> **Reading passage**:
One of the important elements of postcolonial narratives is a critique of 'Eurocentrism' [McLennan 2003]. However, from the point of view of researchers dealing with post-communist Europe, Eurocentrism is above all 'West-centrism'. This causes colonialism to be perceived almost exclusively through the prism of actions taken by Western European countries in relation to regions located outside of Europe. This perspective is based on a strict division of the East and West of Europe, which makes the experiences of Eastern European nations invisible from a postcolonial perspective [see Cavanagh 2004]. Thus, there is a noticeable diversity among descriptions of the phenomenon of 'intra-European colonization', which depends upon which colonizer we are dealing with. Researchers point out that the unconscious assumption in mainstream postcolonial reflection is that Western European countries are 'exemplary' colonial empires and hence the Russia/Soviet Union and Ottoman Empire do not appear in this paradigm [Tlostanova 2015]. This assumption is also based on the conceptual reduction of all empires to colonial ones although only some of them developed colonial structure and ideology.
"Researchers draw an analogy between the imperial policy of Tsarist Russia and the presence of a similar racist policy towards non-Christian peoples, which appeared in the activities of other colonial empires ..."
This happens, on the one hand, because the Ottoman Empire and Russia/Soviet Union are only presented as partially European countries or even as Asian ones, and attitudes to them are correspondingly diverse. For example, when Bulgaria was struggling against the influence of the Ottoman Empire, it perceived Russia as a European country that could provide it with support in its struggle against a culturally and religiously alien colonizer. Other nations subjected to similar pressure were in turn seeking support in Western Europe. It would therefore be necessary to distinguish the issue of 'the colonizing of European nations' from 'intra-European colonization'. From the point of view of CEE countries, however, the basic issue concerned was relations with Russia and the fact that their region was a collision point between the spheres of influence of Russia and those of the German-speaking imperial countries (whose Europeanness was not questioned).

Position annotation entries:

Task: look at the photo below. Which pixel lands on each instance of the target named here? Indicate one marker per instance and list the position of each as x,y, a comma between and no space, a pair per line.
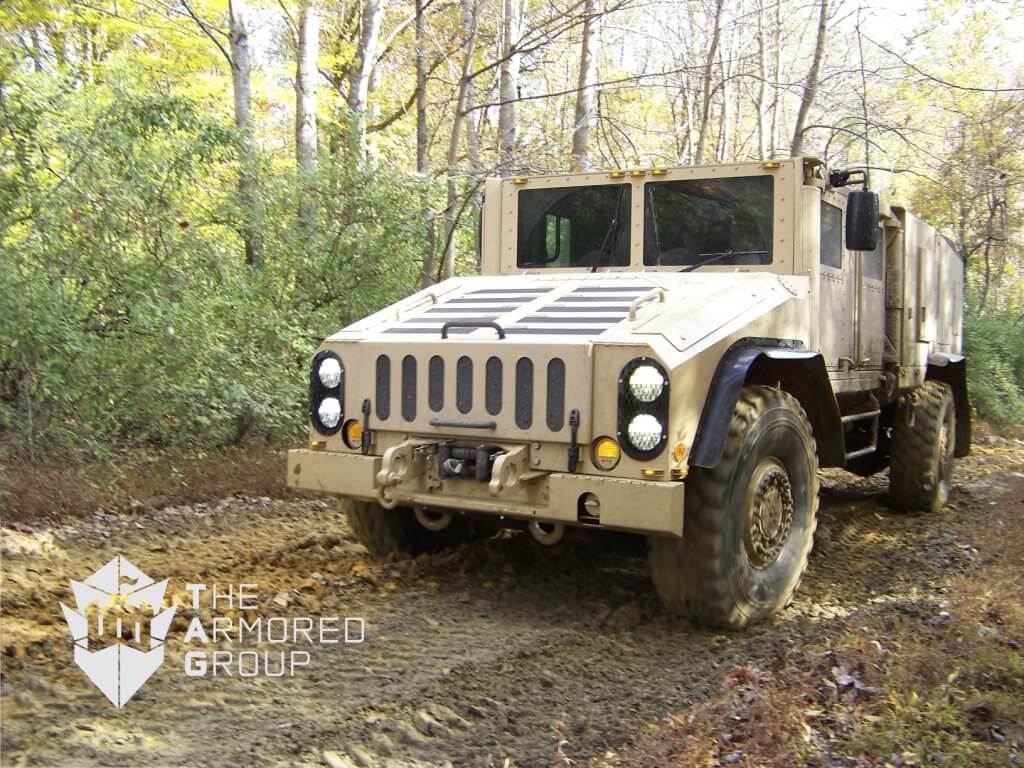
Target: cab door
871,305
837,289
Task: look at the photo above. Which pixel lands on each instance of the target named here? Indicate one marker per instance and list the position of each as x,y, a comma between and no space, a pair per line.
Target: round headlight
330,372
329,412
646,383
644,432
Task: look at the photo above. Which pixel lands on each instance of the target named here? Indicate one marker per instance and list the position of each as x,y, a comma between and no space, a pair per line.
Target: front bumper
642,506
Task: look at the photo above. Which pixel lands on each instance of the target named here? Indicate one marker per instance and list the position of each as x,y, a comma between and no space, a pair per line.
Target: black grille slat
464,385
582,310
608,300
480,300
577,320
524,291
524,393
556,394
383,387
493,386
435,383
409,388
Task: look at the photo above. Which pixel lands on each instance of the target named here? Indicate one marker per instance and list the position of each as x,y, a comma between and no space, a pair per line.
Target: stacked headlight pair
327,381
643,408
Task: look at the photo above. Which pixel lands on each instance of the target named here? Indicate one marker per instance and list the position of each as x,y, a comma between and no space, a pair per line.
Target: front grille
532,385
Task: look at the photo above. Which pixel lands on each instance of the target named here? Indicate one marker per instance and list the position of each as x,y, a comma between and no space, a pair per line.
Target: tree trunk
698,155
422,142
762,77
469,31
776,80
242,86
586,112
305,110
811,85
358,76
508,86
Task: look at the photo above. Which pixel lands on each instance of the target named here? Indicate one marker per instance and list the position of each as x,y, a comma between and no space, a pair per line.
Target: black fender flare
777,364
951,369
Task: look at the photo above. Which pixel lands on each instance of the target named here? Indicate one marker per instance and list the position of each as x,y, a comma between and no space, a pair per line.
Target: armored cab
672,351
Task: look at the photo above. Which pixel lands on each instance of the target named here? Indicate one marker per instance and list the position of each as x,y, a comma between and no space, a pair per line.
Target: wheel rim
769,513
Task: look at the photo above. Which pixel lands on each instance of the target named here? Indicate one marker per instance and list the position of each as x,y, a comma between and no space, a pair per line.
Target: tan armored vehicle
667,351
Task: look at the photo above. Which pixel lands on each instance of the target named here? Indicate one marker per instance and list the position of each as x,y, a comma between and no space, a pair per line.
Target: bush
994,346
127,314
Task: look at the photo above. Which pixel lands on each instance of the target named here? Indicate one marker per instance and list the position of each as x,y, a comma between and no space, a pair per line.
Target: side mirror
861,220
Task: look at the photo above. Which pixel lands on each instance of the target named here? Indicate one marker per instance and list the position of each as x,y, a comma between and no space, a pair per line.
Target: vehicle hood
571,308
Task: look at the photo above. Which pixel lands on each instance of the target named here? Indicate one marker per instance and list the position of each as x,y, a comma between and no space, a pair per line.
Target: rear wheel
386,531
749,522
924,439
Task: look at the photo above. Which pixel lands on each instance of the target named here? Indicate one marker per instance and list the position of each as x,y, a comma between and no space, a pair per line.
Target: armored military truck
670,351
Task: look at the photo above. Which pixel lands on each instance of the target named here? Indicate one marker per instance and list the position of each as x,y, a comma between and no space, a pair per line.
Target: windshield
574,226
720,221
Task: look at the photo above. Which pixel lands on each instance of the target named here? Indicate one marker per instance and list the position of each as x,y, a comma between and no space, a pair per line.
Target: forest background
195,193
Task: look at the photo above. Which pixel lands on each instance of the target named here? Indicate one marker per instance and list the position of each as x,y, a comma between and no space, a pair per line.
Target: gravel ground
500,652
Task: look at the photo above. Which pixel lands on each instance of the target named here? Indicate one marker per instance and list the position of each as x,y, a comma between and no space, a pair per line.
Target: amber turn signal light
352,433
605,453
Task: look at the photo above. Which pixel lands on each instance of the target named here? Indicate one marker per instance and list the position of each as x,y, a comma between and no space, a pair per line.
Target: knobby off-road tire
922,456
387,531
749,522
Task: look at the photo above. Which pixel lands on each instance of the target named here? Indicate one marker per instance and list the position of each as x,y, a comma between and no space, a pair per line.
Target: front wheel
749,522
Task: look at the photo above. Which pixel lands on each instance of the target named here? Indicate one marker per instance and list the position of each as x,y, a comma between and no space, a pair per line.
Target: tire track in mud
498,649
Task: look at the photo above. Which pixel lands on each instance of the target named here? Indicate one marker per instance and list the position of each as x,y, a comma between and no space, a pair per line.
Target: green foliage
994,345
127,313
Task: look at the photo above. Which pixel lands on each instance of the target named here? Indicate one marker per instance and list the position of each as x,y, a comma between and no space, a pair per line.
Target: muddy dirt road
497,653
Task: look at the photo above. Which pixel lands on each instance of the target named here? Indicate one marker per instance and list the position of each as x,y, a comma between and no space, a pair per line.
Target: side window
832,236
872,264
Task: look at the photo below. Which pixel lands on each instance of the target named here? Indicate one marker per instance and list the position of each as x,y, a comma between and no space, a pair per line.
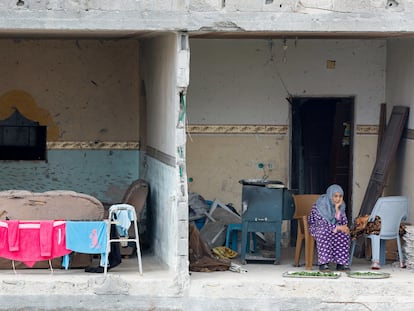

> **Brief**:
Write the next part of the passage on postcolonial theory and intra-European colonization, starting after its last sentence.

> **Written answer**:
On the other hand, thinkers from nations subordinate to the Soviet Union emphasize that it is difficult (for ideological reasons) for researchers supportive of postcolonial movements based on Marxism to perceive the communist country as an oppressive colonial empire [see Riabczuk 2015; Tlostanova 2015]. Researchers draw an analogy between the imperial policy of Tsarist Russia and the presence of a similar racist policy towards non-Christian peoples, which appeared in the activities of other colonial empires [Burbank, Cooper 2010; Tlostanova 2012, 2015]. Moreover, Russia's successor, the Soviet Union, is often seen as a colonial power that hid its colonial ambitions behind a 'smokescreen' of progressive ideology and the support it granted to the decolonization movements in Asia, Africa and Latin America. In fact, the Soviet empire reinforced tendencies like Russification, exploitation of the non-Russian republics, domination over countries in CEE, deportations and ethnic cleansing, forced labour and crimes against indigenous people [e.g. Korek 2007; Stefannescu 2012; Tlostanova 2012].
"The postcolonial perspective allows the history of CEE to be placed within a global context of reflecting on global relations of power and subordination. as well as their lasting consequences. It can be perceived as a critical tool for defining political, economic and cultural dependencies and opposing them."
The third important (post)colonial approach relates to Poland and Hungary's own imperial ambitions. In the early modern era, at the peak of its territorial development, the Polish-Lithuanian Commonwealth covered the greater part of today's Baltic states, as well as Belarus, Ukraine and some parts of Russia. After regaining independence in 1918, the Second Polish Republic still had significant territories in the East. Critical anthropology and culture studies point to the serfdom-based economy of this rural country and claim that divisions of its social structure among the gentry and peasants, and the cultural effects of these, were similar to those of the slave economies of colonial powers. They have also stressed the Orientalization or forced Polonization of various minorities, in particular the Ruthenians, Belarusians, Ukrainians and Jews [see Fiut 2003; Bakuła 2006]. Moreover, the signs of nostalgia for a former 'empire' can still be seen today in some spheres of Polish culture [see Mayblin et al. 2016]. Moreover, Hungary was an important political and cultural force that affected neighbouring nations, such as the Romanians, Slovaks and Croats. The disintegration of Hungary resulting from the Treaty of Trianon in 1920 and loss of two-thirds of its territory (which remains outside the Hungarian state to this day) is still a form of trauma for Hungarian society today [see Gerner 2007].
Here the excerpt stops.